■ **Problem to solve**:
Copy out everything from the first of the rows below down to the line containing "[0,0,626,417]", keeping that line too.

▼▼▼

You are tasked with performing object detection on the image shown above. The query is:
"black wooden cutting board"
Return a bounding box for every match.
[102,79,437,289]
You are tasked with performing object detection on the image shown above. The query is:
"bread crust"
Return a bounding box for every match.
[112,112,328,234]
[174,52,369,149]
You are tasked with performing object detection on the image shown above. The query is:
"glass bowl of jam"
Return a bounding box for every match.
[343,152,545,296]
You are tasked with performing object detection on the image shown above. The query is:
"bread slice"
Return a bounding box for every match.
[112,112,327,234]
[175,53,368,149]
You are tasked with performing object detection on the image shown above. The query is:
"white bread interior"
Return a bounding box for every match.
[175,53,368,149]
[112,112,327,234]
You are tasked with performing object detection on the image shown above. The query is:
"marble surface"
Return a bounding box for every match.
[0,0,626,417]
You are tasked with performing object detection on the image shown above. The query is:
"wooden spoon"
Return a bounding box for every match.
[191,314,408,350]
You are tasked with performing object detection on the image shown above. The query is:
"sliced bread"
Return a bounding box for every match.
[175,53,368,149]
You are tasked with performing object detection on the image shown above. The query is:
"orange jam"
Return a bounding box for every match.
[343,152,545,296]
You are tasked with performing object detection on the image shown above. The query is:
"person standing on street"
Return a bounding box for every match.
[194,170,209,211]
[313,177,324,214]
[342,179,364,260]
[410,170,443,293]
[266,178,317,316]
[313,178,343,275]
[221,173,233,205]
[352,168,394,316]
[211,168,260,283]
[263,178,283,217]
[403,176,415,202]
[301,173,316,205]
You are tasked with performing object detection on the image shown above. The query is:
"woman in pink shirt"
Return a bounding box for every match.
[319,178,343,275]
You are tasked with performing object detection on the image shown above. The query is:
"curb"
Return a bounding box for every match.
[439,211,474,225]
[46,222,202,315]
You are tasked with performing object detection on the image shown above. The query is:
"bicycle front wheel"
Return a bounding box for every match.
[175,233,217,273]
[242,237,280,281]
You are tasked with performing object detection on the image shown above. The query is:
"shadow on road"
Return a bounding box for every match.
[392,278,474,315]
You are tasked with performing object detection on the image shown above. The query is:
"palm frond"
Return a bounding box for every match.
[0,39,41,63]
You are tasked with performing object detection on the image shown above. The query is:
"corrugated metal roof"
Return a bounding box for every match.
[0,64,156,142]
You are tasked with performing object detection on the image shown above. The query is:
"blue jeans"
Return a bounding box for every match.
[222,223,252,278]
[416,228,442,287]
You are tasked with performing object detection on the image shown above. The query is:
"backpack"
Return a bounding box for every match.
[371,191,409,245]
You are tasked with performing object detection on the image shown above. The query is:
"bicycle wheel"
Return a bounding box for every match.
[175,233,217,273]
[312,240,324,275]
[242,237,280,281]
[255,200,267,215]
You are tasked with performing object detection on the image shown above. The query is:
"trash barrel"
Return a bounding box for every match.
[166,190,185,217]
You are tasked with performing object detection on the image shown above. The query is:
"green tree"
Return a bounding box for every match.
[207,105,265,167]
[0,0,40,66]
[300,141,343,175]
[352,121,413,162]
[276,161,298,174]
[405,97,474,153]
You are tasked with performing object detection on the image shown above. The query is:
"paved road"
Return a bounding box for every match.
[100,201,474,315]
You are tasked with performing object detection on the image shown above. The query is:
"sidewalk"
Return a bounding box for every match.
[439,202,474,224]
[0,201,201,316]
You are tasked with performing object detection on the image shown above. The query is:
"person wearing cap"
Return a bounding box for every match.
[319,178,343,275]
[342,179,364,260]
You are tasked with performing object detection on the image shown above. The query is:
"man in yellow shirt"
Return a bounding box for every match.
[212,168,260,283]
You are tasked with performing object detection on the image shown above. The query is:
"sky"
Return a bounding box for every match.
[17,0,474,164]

▲▲▲

■ **Completed exercise**:
You are tasked with performing object detection on the image shown above. The query is:
"black wooden cutting board"
Return a bounding box for every match.
[102,79,437,289]
You are tasked with performing object detection on the image shown above. The query is:
"bread crust"
Return a bounding box for every match.
[112,112,328,234]
[174,52,369,149]
You are tasked with performing object detection on the image shown above. The query is:
"glass bowl of jam"
Return a bounding box for every match.
[343,152,545,296]
You are tasked with performing object detection on the image shown above. The query is:
"bread slice"
Return a bounding box for every match.
[112,112,327,234]
[175,53,368,149]
You are tasked with performing object detection on the image shown above. The query is:
"white bread interior"
Return a bounding box for every match.
[175,53,368,149]
[112,112,327,234]
You are tasked with performing object detection on the image shown above. The query is:
"marble surface"
Return a bounding box for every match.
[0,0,626,417]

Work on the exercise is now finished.